_Text passage_:

____

Thanks to ebpizza for posting the video. Here's the rundown in English:
  • 100% 00 Flour (Caputo Pizzeria blue bag)
  • 50% Water - more added if needed
  • 3% Salt
  • 0.5% Compressed Yeast - for 12 hour fermentation

Water (temperature unspecified) is placed in mixing bowl of a fork mixer to which the salt and yeast are added. Flour is added gradually until the desired consistency or "punto di pasta" is reached. This can take up to 40 minutes in the fork mixer. The dough will have a satiny appearance and show some elasticity when handled. The dough is bulk fermented (temperature unspecified) for 24 hours in what appears to be a dough trough. The dough is hand portioned into 300-320 g pieces and formed into balls and proofed for 4-5 hrs (temperature unspecified) in plastic dough trays. The dough balls are stretched into skins, dressed and baked in the WFO (500°C) for about 40 seconds.

____

_Data extract_:
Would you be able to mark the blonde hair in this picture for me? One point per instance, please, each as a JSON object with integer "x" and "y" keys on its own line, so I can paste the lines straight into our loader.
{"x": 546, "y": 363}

____

_Aim 1_:
Summarize the pizza dough rundown in two sentences.
_Aim 2_:
Decide whether each statement agrees with the pizza dough rundown, answering yes or no and quoting the words that settle it: (a) The flour goes into the mixer all at once. (b) Each dough ball weighs 300-320 g. (c) The baking temperature of the WFO is left unspecified.
_Aim 3_:
Continue the pizza dough rundown from its final sentence onward.

_Output 1_:
The pizza dough rundown gives a formula of 100% 00 flour, 50% water, 3% salt and 0.5% compressed yeast. Water, salt and yeast go into a fork mixer, and flour is added gradually until the dough reaches the desired consistency; the dough is then bulk fermented for 24 hours, hand portioned into 300-320 g balls, proofed for 4-5 hours, stretched, dressed and baked in the WFO at 500°C for about 40 seconds.

_Output 2_:
(a) No: "Flour is added gradually until the desired consistency or "punto di pasta" is reached."
(b) Yes: "The dough is hand portioned into 300-320 g pieces and formed into balls"
(c) No: "baked in the WFO (500°C) for about 40 seconds."

_Output 3_:
Toppings for Margherita:
Pomodoro Campano
Fior di latte D'Agerola
Olio di Semi (seed oil)
Pecorino Romano

Toppings for Marinara:
Pomodoro Campano
Aglio (garlic)
Origano
Olio di Semi (seed oil)

Note:  The instructions for the home recipe are to use 5 g of CY per kilo of flour for a 12 hour bulk fermentation. In the pizzeria, the dough is fermented for 24 hours but the yeast quantity is not really specified.


Rolls
« Last Edit: February 15, 2019, 12:55:48 PM by Rolls »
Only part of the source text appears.